Texto para leer >>
Montmartre en Madrid: tatuajes, policías y cabarets

Esta es una historia insólita en un Madrid insólito. El 10 de febrero de 1922, el periódico Nuevo Mundo publicó un reportaje a doble página donde mostraba increíbles imágenes de bailarinas tatuadas en un Madrid vibrante de cabarets y vida nocturna. El artículo se titula «La fiesta del tatuaje» y muestra a varios pintores dejando tatuajes sobre brazos, rostro y espalda de las voluntarias que eran bailarines y artistas de cabarets.

Los motivos de los tatuajes son varios. A una mujer llamada Maruja, el artista Sirio le pinta el rostro del conde de Romanones. Sin embargo, Pepe Zamora, otro de los pintores, elige lirios y pavos reales para pintar sobre la espalda de la bailarina Marión. «Cruzan, en tanto, la sala del cabaret las alegres muchachas de Fornos, del Palace, del Ideal:  las manolas convertidas en tanguistas», afirma el periódico.

Fue un concurso vigilado, sometido a control. El tatuaje era sinónimo de indecencia. Los llevaban los marineros, presos y prostitutas. Y apaches. París estaba en manos de apaches, bandas de delincuentes que controlaban la noche. Todos ellos solían lucir tatuajes en todo el cuerpo. En los años en que el periódico se hacía eco de este extraño concurso, se aseguraba que los apaches habían logrado cruzar la frontera, acosados por la presión policial, y logrado establecer en ciudades como Madrid, Barcelona o Bilbao. La prensa recogió atracos atribuidos a ellos e incluso algunos periodistas se mostraron contrariados por algunas de estas detenciones: los detenían solamente por llevar tatuajes. El tatuaje era algo proscrito. Por esta razón, durante el tiempo que duró el concurso, un inspector de policía valoró cada uno de los tatuajes para determinar si eran inmorales.

Conjunto de líneas >>
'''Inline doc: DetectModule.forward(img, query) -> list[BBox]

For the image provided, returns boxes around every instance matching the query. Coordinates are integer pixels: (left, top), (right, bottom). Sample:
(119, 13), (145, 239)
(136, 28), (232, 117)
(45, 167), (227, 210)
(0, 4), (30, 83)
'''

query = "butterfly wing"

Lista de actividades >>
(A) Cita del texto sobre el concurso de tatuajes en Madrid la parte que empieza con las palabras "Montmartre en Madrid: tatuajes, policías" y termina con "artistas de cabarets.".
(B) Según el texto sobre el concurso de tatuajes, ¿qué eligió pintar Pepe Zamora en la espalda de la bailarina Marión?
(C) Continúa el texto sobre el concurso de tatuajes de 1922 a partir de donde termina.

Respuestas por tarea >>
(A)
Montmartre en Madrid: tatuajes, policías y cabarets

Esta es una historia insólita en un Madrid insólito. El 10 de febrero de 1922, el periódico Nuevo Mundo publicó un reportaje a doble página donde mostraba increíbles imágenes de bailarinas tatuadas en un Madrid vibrante de cabarets y vida nocturna. El artículo se titula «La fiesta del tatuaje» y muestra a varios pintores dejando tatuajes sobre brazos, rostro y espalda de las voluntarias que eran bailarines y artistas de cabarets.

(B) Lirios y pavos reales.

(C)
El evento se realizó sin problema alguno y ante un público numeroso. «La fiesta bat son plein —reza el periódico—. Entre las mesas, cubiertas de ventrudas botellas de champaña, comienza el baile... Cuando el foxy, el jazz y la valsehesitation se interrumpen, la señorita Cascabel, pequeña y brillante como una mariposa extraviada en un salón, teje los trenzados de las sevillanas y de las solearas, y vuelve por los fueros del arte castizo».

 

La fiesta toca a su fin. Nuevo Mundo lo tiene claro: no estamos en Madrid sino en París:  «Se aplaude,  seríe,  se baila...  No hay borracheras,  ni disputas,  ni groserías...  ¿Estamos en Montmartre?...  No...  Estamos en Madrid,  y hemos descubierto que aquí también es posible divertirse...».